Confluence throws 500 error due to lock timeout in VCacheLock

Still need help?

The Atlassian Community is here for you.

Ask the community


Platform notice: Server and Data Center only. This article only applies to Atlassian products on the Server and Data Center platforms.

Support for Server* products ended on February 15th 2024. If you are running a Server product, you can visit the Atlassian Server end of support announcement to review your migration options.

*Except Fisheye and Crucible

Problem

Sometimes Confluence may respond with 500x error pages, have a general performance issue, or even a full outage, due to the lock timeout in VCacheLock which is used by I18NBean. 

Either of the following appears in the atlassian-confluence.log:

WARN [http-nio-8090-exec-143] [internal.core.service.VCacheLock] lockWithTimeout Timed out waiting for lock on cache: com.atlassian.confluence.util.i18n.I18NBeanFactory.by.locale

or:

ERROR [http-nio-8090-exec-1] [xhtml.view.macro.ViewMacroMarshaller] handleMacroExecutionException Error rendering macro: content-column
 -- url: /display/SPACEKEY/Page+Name | page: 123456789 | traceId: 7a94e4c4b2be88a0 | userName: user.name@example.com | referer: https://confluence.example.com/display/SPACEKEY/Page+Name | action: viewpage
java.lang.StackOverflowError
        at java.security.AccessController.doPrivileged(Native Method)
        at java.io.PrintWriter.<init>(PrintWriter.java:116)
        at java.io.PrintWriter.<init>(PrintWriter.java:100)
        at com.atlassian.confluence.util.PatternLayoutWithStackTrace.appendStackTrace(PatternLayoutWithStackTrace.java:43)
        at com.atlassian.confluence.util.PatternLayoutWithStackTrace.format(PatternLayoutWithStackTrace.java:30)
        at org.apache.log4j.WriterAppender.subAppend(WriterAppender.java:310)
        at org.apache.log4j.RollingFileAppender.subAppend(RollingFileAppender.java:276)
        at org.apache.log4j.WriterAppender.append(WriterAppender.java:162)

Assigned task: Reproduce the Confluence lock timeout article word for word, beginning at the words "Confluence throws 500" and stopping after "your migration options.".

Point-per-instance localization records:
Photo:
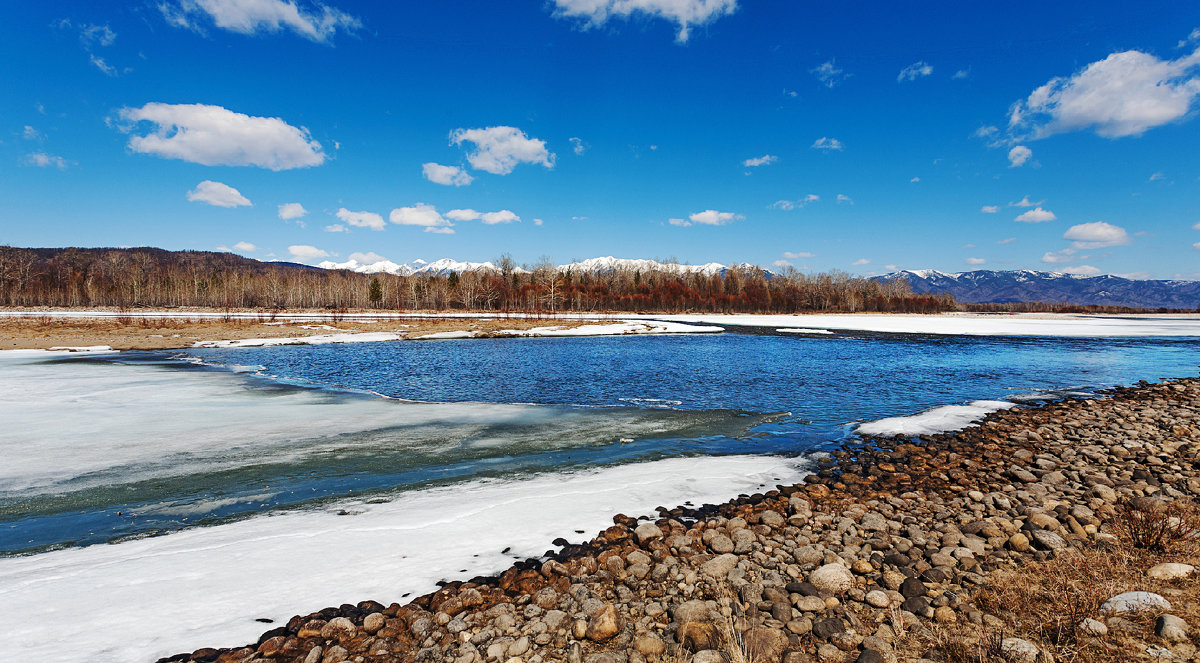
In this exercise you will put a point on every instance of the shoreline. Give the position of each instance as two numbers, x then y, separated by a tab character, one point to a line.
887	547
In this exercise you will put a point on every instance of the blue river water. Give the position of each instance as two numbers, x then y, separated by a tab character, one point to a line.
256	430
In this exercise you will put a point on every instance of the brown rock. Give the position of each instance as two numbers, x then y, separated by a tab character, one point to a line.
604	623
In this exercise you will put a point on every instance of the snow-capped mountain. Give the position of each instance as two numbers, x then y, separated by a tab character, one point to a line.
1026	285
592	266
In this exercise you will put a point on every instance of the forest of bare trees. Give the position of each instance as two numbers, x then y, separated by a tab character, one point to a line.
154	278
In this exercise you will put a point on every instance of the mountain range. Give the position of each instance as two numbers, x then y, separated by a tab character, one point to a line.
1025	285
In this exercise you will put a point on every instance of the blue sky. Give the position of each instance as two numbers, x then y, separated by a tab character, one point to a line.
852	136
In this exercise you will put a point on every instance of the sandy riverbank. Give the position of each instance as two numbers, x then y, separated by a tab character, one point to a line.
1005	541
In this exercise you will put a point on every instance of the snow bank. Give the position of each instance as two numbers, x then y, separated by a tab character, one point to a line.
939	419
148	598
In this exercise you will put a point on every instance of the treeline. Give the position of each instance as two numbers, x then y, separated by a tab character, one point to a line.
154	278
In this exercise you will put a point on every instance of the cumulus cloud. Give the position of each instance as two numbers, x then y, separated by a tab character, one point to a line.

Output:
Confluence throws 500 error due to lock timeout in VCacheLock

Still need help?

The Atlassian Community is here for you.

Ask the community


Platform notice: Server and Data Center only. This article only applies to Atlassian products on the Server and Data Center platforms.

Support for Server* products ended on February 15th 2024. If you are running a Server product, you can visit the Atlassian Server end of support announcement to review your migration options.